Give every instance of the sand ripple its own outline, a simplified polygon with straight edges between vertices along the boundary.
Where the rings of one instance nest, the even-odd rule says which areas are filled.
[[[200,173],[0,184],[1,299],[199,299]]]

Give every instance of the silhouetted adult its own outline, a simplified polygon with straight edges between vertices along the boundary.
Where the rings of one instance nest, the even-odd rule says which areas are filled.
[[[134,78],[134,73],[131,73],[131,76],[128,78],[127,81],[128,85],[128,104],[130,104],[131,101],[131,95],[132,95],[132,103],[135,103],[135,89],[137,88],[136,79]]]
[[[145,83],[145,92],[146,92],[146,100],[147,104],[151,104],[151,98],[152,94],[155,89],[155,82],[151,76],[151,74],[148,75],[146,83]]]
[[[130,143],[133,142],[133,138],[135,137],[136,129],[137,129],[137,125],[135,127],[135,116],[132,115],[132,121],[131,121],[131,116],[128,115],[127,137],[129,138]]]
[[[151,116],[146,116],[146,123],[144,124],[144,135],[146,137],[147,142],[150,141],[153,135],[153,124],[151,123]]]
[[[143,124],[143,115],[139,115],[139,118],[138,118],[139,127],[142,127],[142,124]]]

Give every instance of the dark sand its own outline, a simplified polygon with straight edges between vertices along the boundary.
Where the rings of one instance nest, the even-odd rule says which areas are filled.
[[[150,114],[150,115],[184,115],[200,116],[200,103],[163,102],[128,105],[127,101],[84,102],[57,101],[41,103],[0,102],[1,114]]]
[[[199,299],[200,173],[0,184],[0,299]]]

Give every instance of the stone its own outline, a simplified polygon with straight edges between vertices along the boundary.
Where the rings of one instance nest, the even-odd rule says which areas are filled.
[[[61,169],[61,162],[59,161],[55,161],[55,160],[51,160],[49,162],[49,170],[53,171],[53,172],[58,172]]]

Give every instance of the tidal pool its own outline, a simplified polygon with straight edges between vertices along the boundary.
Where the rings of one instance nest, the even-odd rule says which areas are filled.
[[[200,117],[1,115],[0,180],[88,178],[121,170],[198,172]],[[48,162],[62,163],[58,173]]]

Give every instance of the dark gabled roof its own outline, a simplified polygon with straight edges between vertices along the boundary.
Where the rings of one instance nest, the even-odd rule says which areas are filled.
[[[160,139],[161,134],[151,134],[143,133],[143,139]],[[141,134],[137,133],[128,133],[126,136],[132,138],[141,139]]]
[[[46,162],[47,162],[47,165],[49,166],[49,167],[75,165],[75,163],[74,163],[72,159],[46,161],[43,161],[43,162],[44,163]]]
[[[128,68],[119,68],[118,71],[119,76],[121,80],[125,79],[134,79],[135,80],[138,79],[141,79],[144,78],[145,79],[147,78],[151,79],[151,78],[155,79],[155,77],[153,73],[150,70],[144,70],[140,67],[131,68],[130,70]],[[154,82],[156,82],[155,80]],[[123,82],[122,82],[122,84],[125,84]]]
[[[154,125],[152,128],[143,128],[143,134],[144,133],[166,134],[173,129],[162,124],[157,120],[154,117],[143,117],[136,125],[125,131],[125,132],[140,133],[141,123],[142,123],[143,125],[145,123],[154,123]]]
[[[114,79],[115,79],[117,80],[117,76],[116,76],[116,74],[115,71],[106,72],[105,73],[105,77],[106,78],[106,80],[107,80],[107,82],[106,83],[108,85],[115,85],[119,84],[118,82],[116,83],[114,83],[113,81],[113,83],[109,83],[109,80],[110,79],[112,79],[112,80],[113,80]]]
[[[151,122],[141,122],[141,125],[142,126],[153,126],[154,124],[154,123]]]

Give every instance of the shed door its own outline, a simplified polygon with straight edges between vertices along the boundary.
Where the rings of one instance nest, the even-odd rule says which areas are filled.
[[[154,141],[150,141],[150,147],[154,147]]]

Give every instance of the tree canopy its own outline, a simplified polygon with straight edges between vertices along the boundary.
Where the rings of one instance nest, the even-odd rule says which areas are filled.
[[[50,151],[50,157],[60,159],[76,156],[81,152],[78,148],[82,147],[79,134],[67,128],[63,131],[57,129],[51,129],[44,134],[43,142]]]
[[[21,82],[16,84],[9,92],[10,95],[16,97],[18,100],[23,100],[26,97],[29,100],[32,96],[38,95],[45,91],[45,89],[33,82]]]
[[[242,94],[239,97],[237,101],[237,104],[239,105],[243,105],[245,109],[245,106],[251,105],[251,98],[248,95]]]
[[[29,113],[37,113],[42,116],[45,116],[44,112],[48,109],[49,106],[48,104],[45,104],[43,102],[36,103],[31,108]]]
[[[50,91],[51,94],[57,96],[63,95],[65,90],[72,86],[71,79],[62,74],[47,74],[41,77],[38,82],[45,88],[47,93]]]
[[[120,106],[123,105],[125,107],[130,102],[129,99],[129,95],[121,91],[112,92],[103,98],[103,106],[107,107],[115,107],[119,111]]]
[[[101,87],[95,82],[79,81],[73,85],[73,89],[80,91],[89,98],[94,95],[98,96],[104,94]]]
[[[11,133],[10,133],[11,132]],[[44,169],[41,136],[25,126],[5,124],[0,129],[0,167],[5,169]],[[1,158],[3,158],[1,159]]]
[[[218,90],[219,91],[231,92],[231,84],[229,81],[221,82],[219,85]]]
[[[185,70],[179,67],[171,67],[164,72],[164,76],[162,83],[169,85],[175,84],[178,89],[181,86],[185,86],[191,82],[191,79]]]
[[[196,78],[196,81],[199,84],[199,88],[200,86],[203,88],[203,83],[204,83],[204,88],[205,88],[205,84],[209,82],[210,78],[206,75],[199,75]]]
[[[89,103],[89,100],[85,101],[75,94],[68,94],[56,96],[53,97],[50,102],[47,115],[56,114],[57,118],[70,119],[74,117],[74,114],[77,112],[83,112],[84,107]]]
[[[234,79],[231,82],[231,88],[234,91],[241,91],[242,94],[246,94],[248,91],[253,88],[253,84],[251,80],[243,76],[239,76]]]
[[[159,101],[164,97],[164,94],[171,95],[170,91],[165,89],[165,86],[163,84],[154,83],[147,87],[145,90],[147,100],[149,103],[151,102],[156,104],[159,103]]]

**Instructions to follow:** Please give all the lines above as a Markdown table with a column "n" for the row number and a column "Line" for the line, leaving out blank lines.

**Answer to this task:**
| n | Line |
|---|---|
| 1 | Give every instance of the sand ripple its own outline, a simplified polygon with straight edges between vertices along the boundary. |
| 2 | Where the rings of one instance nest, the even-odd rule says which areas are filled. |
| 3 | [[[200,173],[0,184],[1,299],[199,299]]] |
| 4 | Give every instance of the silhouetted adult its own outline, a simplified polygon with straight edges between vertices along the boundary. |
| 5 | Where the rings of one instance nest, the even-odd rule says which areas are filled. |
| 6 | [[[134,78],[134,73],[131,73],[131,76],[128,78],[127,81],[128,85],[128,104],[130,104],[131,101],[131,95],[132,95],[132,103],[135,103],[135,89],[137,88],[136,79]]] |
| 7 | [[[145,83],[145,92],[146,92],[146,100],[147,104],[151,104],[151,98],[152,94],[155,89],[155,82],[151,76],[151,74],[148,75],[146,83]]] |
| 8 | [[[130,143],[133,142],[133,138],[135,137],[136,129],[137,129],[137,125],[135,127],[135,116],[132,115],[132,121],[131,121],[131,116],[128,115],[127,137],[129,138]]] |
| 9 | [[[151,116],[146,116],[146,123],[144,124],[144,135],[146,137],[147,142],[150,141],[153,135],[153,124],[151,123]]] |
| 10 | [[[143,124],[143,115],[139,115],[139,118],[138,118],[139,127],[142,127],[142,124]]] |
| 11 | Give every instance of the dark sand its own outline, a simplified polygon with straight edges between vertices along the boundary. |
| 12 | Where the rings of one instance nest, the even-odd rule says which areas are filled. |
| 13 | [[[150,114],[150,115],[184,115],[200,116],[200,103],[163,102],[128,105],[127,101],[84,102],[57,101],[41,103],[0,102],[1,114]]] |
| 14 | [[[199,299],[200,173],[0,184],[0,299]]] |
| 15 | Give every instance of the stone its own outline, a simplified polygon with straight edges between vertices along the boundary. |
| 16 | Where the rings of one instance nest, the even-odd rule says which areas are filled. |
| 17 | [[[61,169],[61,162],[59,161],[55,161],[55,160],[51,160],[49,162],[49,170],[53,171],[53,172],[58,172]]] |
| 18 | Give every instance of the tidal pool its own outline, a simplified polygon with straight edges between vertices along the boundary. |
| 19 | Where the rings of one instance nest, the even-odd rule says which areas are filled. |
| 20 | [[[200,117],[1,115],[0,180],[88,178],[121,170],[198,172]],[[48,162],[62,163],[58,173]]] |
| 21 | Give every instance of the dark gabled roof its own outline, a simplified polygon with straight edges between vertices along the boundary. |
| 22 | Where the rings of one instance nest, the even-odd rule says which areas are filled. |
| 23 | [[[160,139],[161,134],[151,134],[143,133],[143,139]],[[141,134],[137,133],[128,133],[126,136],[132,138],[141,139]]] |
| 24 | [[[46,162],[47,162],[47,165],[49,166],[49,167],[75,165],[75,163],[74,163],[72,159],[46,161],[43,161],[43,162],[44,163]]] |
| 25 | [[[128,68],[119,68],[118,71],[119,76],[121,80],[125,79],[134,79],[135,80],[138,79],[141,79],[144,78],[145,79],[147,78],[151,79],[151,78],[155,79],[155,77],[153,73],[150,70],[144,70],[140,67],[131,68],[130,70]],[[154,82],[156,82],[155,80]],[[123,82],[122,82],[122,84],[125,84]]] |
| 26 | [[[154,125],[152,128],[143,128],[143,134],[144,133],[166,134],[173,129],[162,124],[157,120],[154,117],[143,117],[136,125],[125,131],[125,132],[140,133],[141,123],[142,123],[143,125],[145,123],[154,123]]] |
| 27 | [[[114,79],[115,79],[117,80],[117,76],[116,76],[116,74],[115,71],[106,72],[105,73],[105,77],[106,78],[106,80],[107,80],[107,82],[106,83],[108,85],[115,85],[119,84],[118,82],[116,83],[114,83],[113,81],[113,83],[109,83],[109,80],[110,79],[112,79],[112,80],[113,80]]] |
| 28 | [[[151,122],[141,122],[141,125],[142,126],[153,126],[154,124],[154,123]]] |
| 29 | Give every instance of the shed door its own outline, a simplified polygon with straight edges between vertices along the boundary. |
| 30 | Where the rings of one instance nest, the even-odd rule says which areas are filled. |
| 31 | [[[154,141],[150,141],[150,147],[154,147]]] |
| 32 | Give every instance of the tree canopy its own outline, a simplified polygon with straight edges between vertices along the boundary. |
| 33 | Where the rings of one instance nest, the even-odd rule says which areas are filled. |
| 34 | [[[50,151],[50,157],[60,159],[76,156],[81,152],[78,148],[82,147],[79,134],[67,128],[63,131],[57,129],[51,129],[44,134],[43,142]]] |
| 35 | [[[21,82],[16,84],[9,92],[10,95],[16,97],[18,100],[23,100],[26,97],[29,100],[32,96],[38,95],[45,91],[45,89],[33,82]]] |
| 36 | [[[242,94],[239,97],[237,101],[237,104],[239,105],[243,105],[245,109],[245,106],[251,105],[251,98],[248,95]]] |
| 37 | [[[29,113],[37,113],[42,116],[45,116],[44,112],[48,109],[49,106],[48,104],[45,104],[43,102],[36,103],[31,108]]] |
| 38 | [[[50,91],[51,94],[57,96],[63,95],[65,90],[72,86],[71,79],[62,74],[47,74],[41,77],[38,82],[45,88],[47,93]]] |
| 39 | [[[120,106],[123,105],[125,107],[130,102],[129,99],[129,95],[121,91],[112,92],[103,98],[103,106],[107,107],[115,107],[119,111]]] |
| 40 | [[[101,87],[95,82],[79,81],[73,85],[73,89],[80,91],[89,98],[94,95],[98,96],[104,94]]] |
| 41 | [[[11,133],[10,133],[11,132]],[[44,169],[41,136],[25,126],[5,124],[0,129],[0,167],[5,169]],[[1,158],[3,158],[1,159]]] |
| 42 | [[[218,90],[219,91],[231,92],[231,84],[229,81],[221,82],[219,85]]] |
| 43 | [[[185,70],[179,67],[171,67],[164,72],[164,76],[162,83],[169,85],[175,84],[178,89],[181,86],[185,86],[191,82],[191,79]]] |
| 44 | [[[196,78],[196,81],[199,84],[199,88],[200,86],[203,88],[203,83],[204,83],[204,88],[205,88],[205,84],[209,82],[210,78],[206,75],[199,75]]] |
| 45 | [[[89,103],[89,100],[85,101],[75,94],[68,94],[56,96],[53,97],[50,102],[47,115],[56,114],[57,118],[70,119],[74,117],[74,114],[77,112],[83,112],[84,107]]] |
| 46 | [[[234,79],[231,82],[231,88],[234,91],[241,91],[242,94],[246,94],[248,91],[253,88],[253,84],[251,80],[243,76],[239,76]]] |
| 47 | [[[159,101],[164,97],[164,94],[171,95],[170,91],[165,89],[165,86],[163,84],[154,83],[147,87],[145,90],[147,100],[149,103],[151,102],[156,104],[159,103]]] |